» Things to do
1) Print the passage of the Mounds Cake recipe from "Step 1: Bake" up to and including "not piping hot.".
2) Condense the paragraph of the Mounds Cake recipe that begins "Mounds Cake is a rich, layered dessert" into a shorter version that retains its main facts.
3) Pick up the Mounds Cake recipe after its final step and write the steps that follow.

[[ Text block open ]]

Mounds Cake is a rich, layered dessert that tastes just like the classic chocolate‑coconut candy bar in cake form. A moist chocolate base is topped with a sweet coconut layer and finished with silky chocolate ganache and toasted coconut.


Ingredients

Chocolate cake layer

  • 1 box chocolate cake mix, plus ingredients on the box (or your favorite 9×13 chocolate cake recipe)

  • Butter and flour or baking spray for the pan

Coconut filling

  • 3 cups sweetened shredded coconut

  • 1 can (14 oz) sweetened condensed milk

  • 1/2 cup heavy cream or whole milk

  • 1 tsp vanilla extract

  • Pinch of salt

Chocolate topping

  • 1 1/2 cups semisweet chocolate chips

  • 3/4 cup heavy cream

  • 1 tbsp butter

  • Optional: extra toasted coconut for garnish


Step 1: Bake the Chocolate Cake

  1. Heat oven to 350°F (175°C). Grease and flour a 9×13‑inch pan.

  2. Prepare cake batter according to package or recipe directions.

  3. Pour into the pan and bake until a toothpick inserted in the center comes out clean (usually 25–30 minutes).

  4. Cool the cake about 10–15 minutes so it is still warm but not piping hot.

[[ Text block closed ]]
[[ Listed records open ]]

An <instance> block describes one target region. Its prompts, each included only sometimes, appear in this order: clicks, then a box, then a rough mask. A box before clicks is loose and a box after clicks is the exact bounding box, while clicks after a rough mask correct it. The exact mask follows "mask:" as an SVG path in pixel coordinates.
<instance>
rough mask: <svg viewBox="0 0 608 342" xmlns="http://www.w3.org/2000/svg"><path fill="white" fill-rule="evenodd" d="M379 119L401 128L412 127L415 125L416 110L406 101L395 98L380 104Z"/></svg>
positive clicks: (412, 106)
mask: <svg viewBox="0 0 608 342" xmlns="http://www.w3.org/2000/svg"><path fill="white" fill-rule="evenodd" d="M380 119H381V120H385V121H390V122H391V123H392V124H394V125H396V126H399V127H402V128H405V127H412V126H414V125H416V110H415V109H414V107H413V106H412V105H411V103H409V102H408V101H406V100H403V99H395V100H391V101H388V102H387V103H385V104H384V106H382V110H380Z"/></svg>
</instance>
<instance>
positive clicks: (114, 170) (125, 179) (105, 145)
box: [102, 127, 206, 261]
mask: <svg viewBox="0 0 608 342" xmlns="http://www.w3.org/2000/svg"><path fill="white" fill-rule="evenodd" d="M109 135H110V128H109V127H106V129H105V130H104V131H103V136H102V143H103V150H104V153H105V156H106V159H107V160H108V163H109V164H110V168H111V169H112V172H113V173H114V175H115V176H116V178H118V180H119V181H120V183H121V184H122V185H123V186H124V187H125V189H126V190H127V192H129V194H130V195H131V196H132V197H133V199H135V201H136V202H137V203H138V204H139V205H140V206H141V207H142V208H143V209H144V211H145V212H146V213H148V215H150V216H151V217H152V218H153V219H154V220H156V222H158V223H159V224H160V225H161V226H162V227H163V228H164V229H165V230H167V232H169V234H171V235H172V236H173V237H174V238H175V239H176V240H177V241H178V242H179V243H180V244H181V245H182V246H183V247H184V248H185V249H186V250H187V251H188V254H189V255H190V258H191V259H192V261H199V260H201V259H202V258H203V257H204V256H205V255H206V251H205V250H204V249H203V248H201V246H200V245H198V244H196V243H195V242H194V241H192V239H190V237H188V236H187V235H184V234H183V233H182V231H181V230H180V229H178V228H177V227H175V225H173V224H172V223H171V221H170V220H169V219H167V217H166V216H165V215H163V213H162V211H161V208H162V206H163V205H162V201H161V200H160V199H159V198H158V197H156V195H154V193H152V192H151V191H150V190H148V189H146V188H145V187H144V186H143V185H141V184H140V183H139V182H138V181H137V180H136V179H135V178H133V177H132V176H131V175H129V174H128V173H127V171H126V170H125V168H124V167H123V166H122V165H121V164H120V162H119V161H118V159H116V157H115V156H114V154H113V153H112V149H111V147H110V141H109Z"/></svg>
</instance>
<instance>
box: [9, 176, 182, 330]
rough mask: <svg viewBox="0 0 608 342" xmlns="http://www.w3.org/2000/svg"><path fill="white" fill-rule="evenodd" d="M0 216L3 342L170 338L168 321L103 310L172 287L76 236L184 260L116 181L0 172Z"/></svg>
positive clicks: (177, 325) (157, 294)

[[ Listed records closed ]]

» Results
1)
Step 1: Bake the Chocolate Cake

  1. Heat oven to 350°F (175°C). Grease and flour a 9×13‑inch pan.

  2. Prepare cake batter according to package or recipe directions.

  3. Pour into the pan and bake until a toothpick inserted in the center comes out clean (usually 25–30 minutes).

  4. Cool the cake about 10–15 minutes so it is still warm but not piping hot.

2) Mounds Cake is a rich dessert that recreates the chocolate-coconut candy bar as a cake: a moist chocolate base, a sweet coconut layer, and a finish of silky chocolate ganache and toasted coconut.

3)
Step 2: Make the Coconut Layer

  1. In a bowl, mix shredded coconut, sweetened condensed milk, heavy cream, vanilla, and a pinch of salt until thick and sticky.

  2. While the cake is still slightly warm, gently spread the coconut mixture evenly over the top in a thick layer.

  3. Return the pan to the warm (but turned‑off) oven for 5–10 minutes to help the coconut set and bond to the cake, then cool completely.


Step 3: Prepare the Chocolate Ganache

  1. Heat heavy cream in a small saucepan or microwave until just steaming, not boiling.

  2. Pour hot cream over chocolate chips in a heat‑safe bowl. Let sit 2–3 minutes, then stir until smooth and glossy.

  3. Stir in butter for extra shine and richness; cool a few minutes until slightly thickened but still pourable.